* **Material for this task**:
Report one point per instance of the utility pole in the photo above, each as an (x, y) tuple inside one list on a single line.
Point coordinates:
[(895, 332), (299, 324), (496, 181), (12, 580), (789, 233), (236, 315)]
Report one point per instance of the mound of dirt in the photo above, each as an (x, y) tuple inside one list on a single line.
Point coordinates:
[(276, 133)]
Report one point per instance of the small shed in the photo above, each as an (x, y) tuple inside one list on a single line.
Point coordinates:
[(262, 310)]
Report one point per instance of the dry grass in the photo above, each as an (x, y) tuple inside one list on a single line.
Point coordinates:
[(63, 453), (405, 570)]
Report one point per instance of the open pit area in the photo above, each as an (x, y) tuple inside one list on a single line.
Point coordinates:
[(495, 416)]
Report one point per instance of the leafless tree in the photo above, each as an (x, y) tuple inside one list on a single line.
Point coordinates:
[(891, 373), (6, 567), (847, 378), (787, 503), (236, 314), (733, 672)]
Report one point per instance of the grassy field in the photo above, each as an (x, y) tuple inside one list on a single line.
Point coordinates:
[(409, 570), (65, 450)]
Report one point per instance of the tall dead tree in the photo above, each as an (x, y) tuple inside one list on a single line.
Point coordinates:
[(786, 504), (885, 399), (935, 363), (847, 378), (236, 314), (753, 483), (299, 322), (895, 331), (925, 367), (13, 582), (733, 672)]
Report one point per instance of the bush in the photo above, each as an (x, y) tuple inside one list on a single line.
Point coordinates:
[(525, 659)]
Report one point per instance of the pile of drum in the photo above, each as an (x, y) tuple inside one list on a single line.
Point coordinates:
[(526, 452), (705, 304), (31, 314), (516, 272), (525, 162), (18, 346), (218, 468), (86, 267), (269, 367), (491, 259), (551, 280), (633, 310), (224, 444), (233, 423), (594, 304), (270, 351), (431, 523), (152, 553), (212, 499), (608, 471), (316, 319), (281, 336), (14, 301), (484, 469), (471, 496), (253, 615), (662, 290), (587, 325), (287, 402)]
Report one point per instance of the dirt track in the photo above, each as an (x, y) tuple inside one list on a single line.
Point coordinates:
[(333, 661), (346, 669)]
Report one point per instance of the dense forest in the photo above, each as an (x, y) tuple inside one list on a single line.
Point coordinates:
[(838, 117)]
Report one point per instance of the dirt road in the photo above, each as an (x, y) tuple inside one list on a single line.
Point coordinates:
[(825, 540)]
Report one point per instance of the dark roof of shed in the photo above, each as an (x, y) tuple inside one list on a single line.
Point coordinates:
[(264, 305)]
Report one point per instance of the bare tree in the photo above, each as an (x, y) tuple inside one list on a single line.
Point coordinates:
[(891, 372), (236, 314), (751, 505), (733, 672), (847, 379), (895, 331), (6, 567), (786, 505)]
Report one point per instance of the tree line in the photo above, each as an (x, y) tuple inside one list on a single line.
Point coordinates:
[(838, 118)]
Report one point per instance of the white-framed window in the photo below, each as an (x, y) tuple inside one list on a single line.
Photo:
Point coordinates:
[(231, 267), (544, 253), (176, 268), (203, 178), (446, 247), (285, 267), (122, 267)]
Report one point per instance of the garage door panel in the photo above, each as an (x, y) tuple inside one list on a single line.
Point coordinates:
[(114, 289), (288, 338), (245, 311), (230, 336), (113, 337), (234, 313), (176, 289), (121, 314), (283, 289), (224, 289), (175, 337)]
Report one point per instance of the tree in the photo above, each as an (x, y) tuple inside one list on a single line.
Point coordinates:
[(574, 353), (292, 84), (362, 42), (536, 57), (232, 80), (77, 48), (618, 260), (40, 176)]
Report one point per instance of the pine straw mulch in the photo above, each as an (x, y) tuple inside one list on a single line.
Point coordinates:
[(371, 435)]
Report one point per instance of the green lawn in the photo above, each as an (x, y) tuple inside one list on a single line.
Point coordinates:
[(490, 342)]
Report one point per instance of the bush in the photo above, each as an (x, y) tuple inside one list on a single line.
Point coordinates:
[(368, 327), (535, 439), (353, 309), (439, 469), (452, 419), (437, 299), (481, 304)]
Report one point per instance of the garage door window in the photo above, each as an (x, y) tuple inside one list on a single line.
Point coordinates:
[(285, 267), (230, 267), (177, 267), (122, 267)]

* **What is being asked**:
Copy all of the entries above verbatim, reproducing every line without any change.

* **Exercise answer**:
Report one point per instance of the utility pole in the photo above, each as an (x, y) tuple inside one list on a single line.
Point coordinates:
[(895, 332), (299, 324), (496, 181), (12, 580), (789, 233), (236, 315)]
Report one point per instance of the mound of dirt in the photo above, each as an (x, y) tuple inside one list on a single line.
Point coordinates:
[(276, 133)]
Report one point per instance of the small shed in the photo above, each as an (x, y) tuple inside one list on a single line.
Point coordinates:
[(262, 310)]
Report one point per instance of the dry grass in the photo above, each as an (x, y) tuple inside one list on a single line.
Point coordinates:
[(63, 453), (405, 570)]
Report one point per instance of the open pit area in the photo above, each as an (x, y) tuple inside one list on a single line.
Point coordinates:
[(495, 416)]
Report one point per instance of the leafless tree in the photo above, each as an (x, y) tuple inside one list on a single line.
Point coordinates:
[(891, 373), (6, 567), (847, 378), (787, 503), (236, 314), (733, 672)]
Report one point per instance of the grassy field in the photo above, each as an (x, y) tuple inside one list on a single line.
Point coordinates:
[(409, 570), (65, 450)]
Report one point per instance of the tall dead tree in the photo above, each as an (x, y) tuple inside one list on a single line.
Point coordinates:
[(786, 504), (885, 399), (935, 363), (847, 378), (236, 314), (753, 483), (299, 322), (895, 331), (925, 367), (13, 582), (733, 672)]
Report one point per instance of the bush in the photo above, each as an (x, y) tuple inside one list on a single line.
Point coordinates:
[(525, 659)]
Report one point per instance of the pile of drum in the photo above, each as an (x, y) tuple inside one list on a single line.
Point coordinates:
[(526, 452), (705, 304), (31, 314), (516, 272), (525, 162), (18, 346), (218, 468), (86, 267), (269, 367), (491, 259), (551, 280), (633, 310), (224, 444), (233, 423), (594, 304), (270, 351), (431, 523), (152, 553), (212, 499), (608, 471), (316, 319), (281, 336), (14, 301), (484, 469), (471, 496), (253, 615), (662, 290), (587, 325), (287, 402)]
Report one point per instance of the dirt track in the photo above, each as an (x, y) tuple inside one list on a single line.
Point coordinates:
[(333, 661), (346, 669)]
Report one point per instance of the dense forest in the photo above, each as an (x, y) tuple inside one list on a single line.
Point coordinates:
[(838, 117)]
Report one point per instance of the dirt road in the photo above, each as an (x, y) tuple inside one list on a single line.
Point coordinates:
[(825, 540)]
Report one point per instance of the dark roof of shed in the photo above, each as an (x, y) tuple inside one list on a single line.
Point coordinates:
[(264, 305)]
Report one point per instance of the bare tree in the photo above, each as an (x, y) tuple inside one list on a single line.
Point coordinates:
[(891, 372), (236, 314), (751, 505), (733, 672), (847, 379), (895, 331), (6, 567), (786, 505)]
Report one point per instance of the tree line in the photo above, each as an (x, y) tuple inside one list on a single line.
Point coordinates:
[(838, 118)]
Report one point per instance of the white-framed window in the photo below, each as an (x, y) tuple inside one list on a single line.
Photo:
Point coordinates:
[(231, 267), (544, 253), (176, 268), (203, 178), (446, 247), (285, 267), (122, 267)]
Report one point per instance of the garage door panel in the photo above, each as an (x, y) tuple inside one list on a single line.
Point coordinates:
[(114, 289), (288, 338), (245, 311), (230, 336), (113, 337), (234, 313), (176, 289), (121, 314), (283, 289), (224, 289), (175, 337)]
Report one point per instance of the tree in the photo above, each as an (x, y) tuple inside one list on a single line.
Point coordinates:
[(574, 353), (292, 84), (362, 42), (536, 57), (232, 80), (77, 48), (618, 260), (40, 176)]
Report one point per instance of the pine straw mulch in the photo above, each as an (x, y) tuple inside one list on a single line.
Point coordinates:
[(371, 435)]
Report one point per instance of the green lawn in the photo above, each as an (x, y) tuple inside one list on a single line.
Point coordinates:
[(490, 342)]
Report one point per instance of the bush in the photo above, each as an (x, y) tuple inside one list on a single line.
Point coordinates:
[(368, 327), (535, 439), (353, 309), (439, 469), (452, 419), (437, 299), (481, 304)]
Report one point per instance of the garage door window in the photo above, each as an (x, y) tuple inside one list on a single line.
Point coordinates:
[(285, 267), (230, 267), (177, 267), (122, 267)]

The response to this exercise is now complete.